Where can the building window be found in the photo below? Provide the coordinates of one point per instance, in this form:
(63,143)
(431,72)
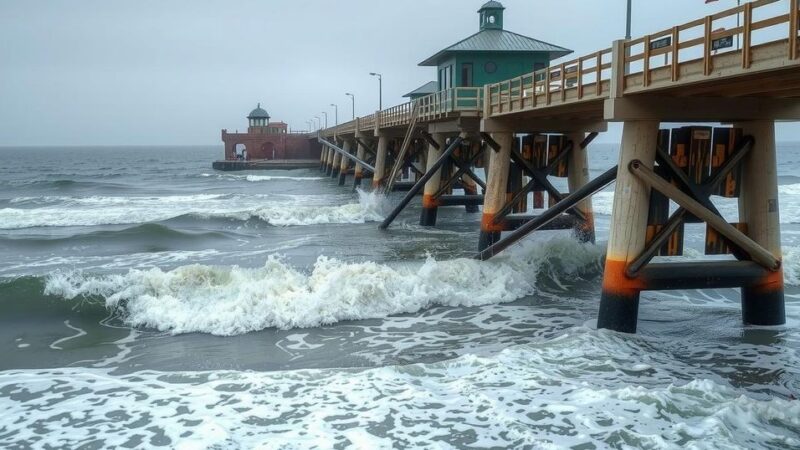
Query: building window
(466,74)
(446,77)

◆ ◆ ◆ ◆

Rewrite all the items with every "building window" changed to "storefront window" and nothing else altered. Leave the pictures out of your answer.

Where can the storefront window be found in the photo below? Provide the coordinates of one point per instance, in this form:
(63,143)
(431,72)
Query: storefront window
(466,74)
(446,77)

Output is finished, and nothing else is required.